Supplied text:
British geologist (1805–1875)

William Jory Henwood FRS (16 January 1805 – 5 August 1875), was a Cornish mining geologist. He was a prolific writer on geological topics, for which he was awarded the Murchison Medal of the Geological Society of London.

==Life and career==
Henwood was born at Perran Wharf, Cornwall in 1805. In 1822 he commenced work as a clerk in an office of the Perran Foundry, owned by the Fox family of Falmouth, a post previously held by his father, John Henwood. He received some tuition in science at the home of Charles Fox.

Henwood soon took an active interest in the working of mines and in the metalliferous deposits. He was funded by the Fox family and local gentry to survey Cornish mines. He developed a theory on how metal lodes had been formed. Unfortunately, he saw Robert Were Fox, who was researching in the same field, as a plagiarist.

In 1832 Henwood was appointed to the office of assay-master and supervisor of tin in the duchy of Cornwall, a post from which he retired in 1838. Meanwhile, he had commenced in 1826 to communicate papers on mining subjects to the Royal Geological Society of Cornwall, and the Geological Society of London, and in 1840 he was elected Fellow of the Royal Society.

In 1843 he went to take charge of the Gongo Soco mines in Brazil; afterwards he proceeded to India to report on certain metalliferous deposits for the Indian government; and in 1858, impaired in health, he retired and settled at Penzance.

==Publications==
In 1839 a paper entitled "On the Expansive Action of Steam in some of the Pumping Engines on the Cornish Mines", published in the Philosophical Magazine, won him the Telford Medal in silver.

His most important memoirs on the metalliferous deposits of Cornwall and Devon were published in 1843 by the Royal Geological Society of Cornwall. At a much later date he communicated with enlarged experience a second series of Observations on Metalliferous Deposits, and on Subterranean Temperature (reprinted from Trans. R. Geol. Soc. Cornwall, 2 vols, 1871).

In 1874 he contributed a paper on the Detrital Tin-ore of Cornwall (Journal of the Royal Institution of Cornwall). The Murchison Medal of the Geological Society of London was awarded to him in 1875, and the mineral Henwoodite was named after him.

He was concerned about the conditions of slaves, working in mines, and he published a pamphlet on the subject in 1864, reprinted in volume eight (1871) of the Transactions of the Royal Geological Society of Cornwall.

Work request 1:
Reproduce the Henwood biography from "British geologist (1805–1875)" to "as a plagiarist." word for word.
Work request 2:
According to the Henwood biography, in what year was he elected Fellow of the Royal Society?
The entries after this biography of William Jory Henwood are separate material.

Information given:

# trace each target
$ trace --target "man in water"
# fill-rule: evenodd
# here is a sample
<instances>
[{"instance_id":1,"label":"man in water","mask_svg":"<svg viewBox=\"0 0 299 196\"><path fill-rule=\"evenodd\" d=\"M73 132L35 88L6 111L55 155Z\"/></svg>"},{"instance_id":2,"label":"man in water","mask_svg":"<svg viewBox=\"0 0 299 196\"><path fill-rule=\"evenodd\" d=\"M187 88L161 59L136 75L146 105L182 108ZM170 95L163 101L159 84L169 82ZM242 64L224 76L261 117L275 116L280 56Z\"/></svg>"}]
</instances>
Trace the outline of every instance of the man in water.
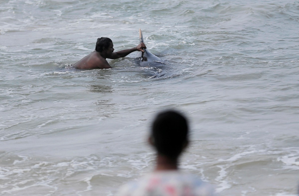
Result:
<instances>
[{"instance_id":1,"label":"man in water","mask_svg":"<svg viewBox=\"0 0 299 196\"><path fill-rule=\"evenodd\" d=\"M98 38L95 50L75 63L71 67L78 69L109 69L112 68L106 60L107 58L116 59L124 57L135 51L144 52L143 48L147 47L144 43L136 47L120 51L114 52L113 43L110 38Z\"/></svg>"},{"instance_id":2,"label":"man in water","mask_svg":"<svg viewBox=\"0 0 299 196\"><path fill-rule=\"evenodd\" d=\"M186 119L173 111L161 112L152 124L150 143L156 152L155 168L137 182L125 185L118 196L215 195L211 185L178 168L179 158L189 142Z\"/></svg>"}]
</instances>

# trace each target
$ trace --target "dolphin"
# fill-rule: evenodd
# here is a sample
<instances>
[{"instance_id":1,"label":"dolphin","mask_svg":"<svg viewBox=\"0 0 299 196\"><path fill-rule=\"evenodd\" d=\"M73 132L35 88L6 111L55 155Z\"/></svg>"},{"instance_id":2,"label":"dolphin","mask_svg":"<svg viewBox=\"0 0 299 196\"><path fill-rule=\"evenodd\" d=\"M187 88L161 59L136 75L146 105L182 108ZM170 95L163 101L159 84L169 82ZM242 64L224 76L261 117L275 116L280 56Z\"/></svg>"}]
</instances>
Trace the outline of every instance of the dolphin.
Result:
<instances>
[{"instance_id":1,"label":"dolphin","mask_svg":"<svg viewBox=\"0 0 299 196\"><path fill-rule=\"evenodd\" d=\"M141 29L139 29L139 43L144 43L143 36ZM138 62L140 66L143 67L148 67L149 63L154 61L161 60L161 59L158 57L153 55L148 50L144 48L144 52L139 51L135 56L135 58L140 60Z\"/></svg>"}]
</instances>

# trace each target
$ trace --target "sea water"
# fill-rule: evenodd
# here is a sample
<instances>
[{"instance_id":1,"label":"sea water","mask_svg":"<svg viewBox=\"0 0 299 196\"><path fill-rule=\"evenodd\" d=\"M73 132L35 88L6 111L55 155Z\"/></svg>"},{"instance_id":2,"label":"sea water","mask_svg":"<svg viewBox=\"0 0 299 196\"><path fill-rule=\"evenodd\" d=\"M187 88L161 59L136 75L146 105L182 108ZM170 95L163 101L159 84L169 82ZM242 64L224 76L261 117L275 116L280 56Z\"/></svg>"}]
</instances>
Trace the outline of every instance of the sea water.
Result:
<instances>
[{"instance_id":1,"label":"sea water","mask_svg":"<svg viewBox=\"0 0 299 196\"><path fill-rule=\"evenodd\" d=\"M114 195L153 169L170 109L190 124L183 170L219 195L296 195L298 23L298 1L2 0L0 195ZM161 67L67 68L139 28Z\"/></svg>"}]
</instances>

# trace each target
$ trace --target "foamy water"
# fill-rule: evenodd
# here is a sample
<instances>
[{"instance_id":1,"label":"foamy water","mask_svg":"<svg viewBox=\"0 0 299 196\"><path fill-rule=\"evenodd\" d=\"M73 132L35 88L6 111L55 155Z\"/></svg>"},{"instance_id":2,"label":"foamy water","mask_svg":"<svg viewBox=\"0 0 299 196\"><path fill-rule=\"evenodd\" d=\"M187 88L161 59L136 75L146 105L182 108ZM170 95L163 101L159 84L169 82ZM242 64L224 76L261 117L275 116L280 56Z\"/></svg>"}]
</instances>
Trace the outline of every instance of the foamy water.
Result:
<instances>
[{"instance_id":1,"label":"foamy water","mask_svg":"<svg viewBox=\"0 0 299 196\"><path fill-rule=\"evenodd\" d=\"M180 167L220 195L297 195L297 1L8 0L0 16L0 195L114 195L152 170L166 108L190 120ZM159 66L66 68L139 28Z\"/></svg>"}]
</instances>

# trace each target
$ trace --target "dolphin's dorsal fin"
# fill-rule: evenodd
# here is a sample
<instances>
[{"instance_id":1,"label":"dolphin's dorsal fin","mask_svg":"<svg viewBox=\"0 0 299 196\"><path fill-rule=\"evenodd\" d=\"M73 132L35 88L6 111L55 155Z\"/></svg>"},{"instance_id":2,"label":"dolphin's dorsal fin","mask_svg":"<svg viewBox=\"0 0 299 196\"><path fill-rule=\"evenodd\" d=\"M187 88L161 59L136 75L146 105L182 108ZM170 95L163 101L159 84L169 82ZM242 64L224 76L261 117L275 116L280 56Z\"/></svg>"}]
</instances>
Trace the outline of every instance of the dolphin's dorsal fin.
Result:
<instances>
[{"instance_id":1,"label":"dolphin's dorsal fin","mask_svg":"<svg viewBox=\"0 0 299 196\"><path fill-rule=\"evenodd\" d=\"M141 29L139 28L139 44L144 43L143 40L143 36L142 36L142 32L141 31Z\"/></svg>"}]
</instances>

Response box 1:
British geologist (1805–1875)

William Jory Henwood FRS (16 January 1805 – 5 August 1875), was a Cornish mining geologist. He was a prolific writer on geological topics, for which he was awarded the Murchison Medal of the Geological Society of London.

==Life and career==
Henwood was born at Perran Wharf, Cornwall in 1805. In 1822 he commenced work as a clerk in an office of the Perran Foundry, owned by the Fox family of Falmouth, a post previously held by his father, John Henwood. He received some tuition in science at the home of Charles Fox.

Henwood soon took an active interest in the working of mines and in the metalliferous deposits. He was funded by the Fox family and local gentry to survey Cornish mines. He developed a theory on how metal lodes had been formed. Unfortunately, he saw Robert Were Fox, who was researching in the same field, as a plagiarist.

Response box 2:
1840